## EXTRAIT DE PAGE
= = = =
LE GRAND ÉCART
Charlie Hebdo ne symbolise pas la liberté de presse. Sa nature je-m’en-foutiste lui a tracé des boulevards de l’offense par les libéralités qu’il se donnait, se moquant du terrible ressenti des cibles
Ainsi donc, le gouvernement sénégalais a donc décidé d’interdire la dernière diffusion de Charlie Hebdo et de Libération dans notre pays. Pour cause de blasphème ! L’infâme représentation que ces deux journaux ont produite du Prophète est une grossière injure à la communauté musulmane. Et le Gouvernement a certainement raison de prendre cette décision. Le contraire eût été inadmissible et incompréhensible. Comme l’a été la présence du Président Macky Sall à cette marche républicaine, apologie à l’anti islamisme.
Le président de la République a t-il voulu corriger cet écart difficilement justifiable dans un pays comme le Sénégal ? Sans doute. La distribution de ces journaux dans nos kiosques allait créer des troubles à l’ordre, des manifestations en cascade, que le gouvernement aurait beaucoup de mal à contrôler.
Cependant, la question demeure lancinante. Au-delà de l’émotion que la vue d’une telle image peut produire chez un croyant, en quoi cette représentation peut-elle ébranler la foi d’un musulman, fortement ancré dans ses croyances ? Quel sens peut avoir cette interdiction à l’heure où l’espace public est plus que jamais planétaire. La civilisation numérique a ouvert et élargi tous les espaces sociaux d’accès à l’information et au savoir. Hélas sans discernement !
= = = =
(Une série d'enregistrements)
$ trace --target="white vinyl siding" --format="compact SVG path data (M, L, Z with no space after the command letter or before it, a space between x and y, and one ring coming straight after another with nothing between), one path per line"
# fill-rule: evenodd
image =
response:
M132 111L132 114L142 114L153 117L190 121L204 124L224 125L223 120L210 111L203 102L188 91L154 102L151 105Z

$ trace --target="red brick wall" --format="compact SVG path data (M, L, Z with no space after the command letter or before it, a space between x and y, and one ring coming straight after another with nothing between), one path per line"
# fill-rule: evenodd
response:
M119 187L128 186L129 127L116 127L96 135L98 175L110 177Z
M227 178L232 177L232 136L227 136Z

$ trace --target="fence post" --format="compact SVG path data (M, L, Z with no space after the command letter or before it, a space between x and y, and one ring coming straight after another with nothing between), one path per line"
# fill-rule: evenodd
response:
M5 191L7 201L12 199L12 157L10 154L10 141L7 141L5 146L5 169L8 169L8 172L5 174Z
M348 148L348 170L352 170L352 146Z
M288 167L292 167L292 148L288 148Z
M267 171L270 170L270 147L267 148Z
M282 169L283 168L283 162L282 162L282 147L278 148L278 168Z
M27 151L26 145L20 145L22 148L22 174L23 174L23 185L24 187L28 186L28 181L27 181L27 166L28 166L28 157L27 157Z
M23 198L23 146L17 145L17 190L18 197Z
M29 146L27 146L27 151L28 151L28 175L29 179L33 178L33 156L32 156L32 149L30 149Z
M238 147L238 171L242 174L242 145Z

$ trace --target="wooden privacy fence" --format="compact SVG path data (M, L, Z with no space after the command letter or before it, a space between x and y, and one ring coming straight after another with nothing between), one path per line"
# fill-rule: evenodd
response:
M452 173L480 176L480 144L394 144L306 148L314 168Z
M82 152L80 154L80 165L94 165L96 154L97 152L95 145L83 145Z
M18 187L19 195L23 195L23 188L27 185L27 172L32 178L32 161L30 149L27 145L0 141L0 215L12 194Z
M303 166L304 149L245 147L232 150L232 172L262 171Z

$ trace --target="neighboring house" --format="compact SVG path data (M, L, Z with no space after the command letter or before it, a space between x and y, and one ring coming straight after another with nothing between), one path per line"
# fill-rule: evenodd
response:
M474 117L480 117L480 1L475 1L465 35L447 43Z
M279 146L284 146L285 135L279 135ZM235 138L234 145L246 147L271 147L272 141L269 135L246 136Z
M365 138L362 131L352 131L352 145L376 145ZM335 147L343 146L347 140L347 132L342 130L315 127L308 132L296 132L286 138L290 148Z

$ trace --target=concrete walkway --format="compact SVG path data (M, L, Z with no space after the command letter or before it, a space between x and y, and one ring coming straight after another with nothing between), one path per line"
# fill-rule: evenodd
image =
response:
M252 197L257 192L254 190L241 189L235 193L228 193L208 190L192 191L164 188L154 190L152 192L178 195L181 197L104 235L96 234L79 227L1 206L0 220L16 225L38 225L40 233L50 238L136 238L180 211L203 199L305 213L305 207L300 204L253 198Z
= = = =
## ÉNONCÉ BREF 1
Recopiez l'extrait de page en commençant aux mots « LE GRAND ÉCART » et en vous arrêtant après les mots « à l’anti islamisme. ».
## ÉNONCÉ BREF 2
Répondez brièvement à partir de l'extrait de page.
(a) Quels journaux le gouvernement sénégalais a-t-il décidé d'interdire ?
(b) Qu'aurait créé, selon le texte, la distribution de ces journaux dans les kiosques ?
(c) Quelle civilisation a ouvert et élargi tous les espaces sociaux d'accès à l'information et au savoir ?

## RÉPONSE CORRECTE 1
LE GRAND ÉCART
Charlie Hebdo ne symbolise pas la liberté de presse. Sa nature je-m’en-foutiste lui a tracé des boulevards de l’offense par les libéralités qu’il se donnait, se moquant du terrible ressenti des cibles
Ainsi donc, le gouvernement sénégalais a donc décidé d’interdire la dernière diffusion de Charlie Hebdo et de Libération dans notre pays. Pour cause de blasphème ! L’infâme représentation que ces deux journaux ont produite du Prophète est une grossière injure à la communauté musulmane. Et le Gouvernement a certainement raison de prendre cette décision. Le contraire eût été inadmissible et incompréhensible. Comme l’a été la présence du Président Macky Sall à cette marche républicaine, apologie à l’anti islamisme.

## RÉPONSE CORRECTE 2
(a) Charlie Hebdo et Libération.
(b) Des troubles à l'ordre et des manifestations en cascade.
(c) La civilisation numérique.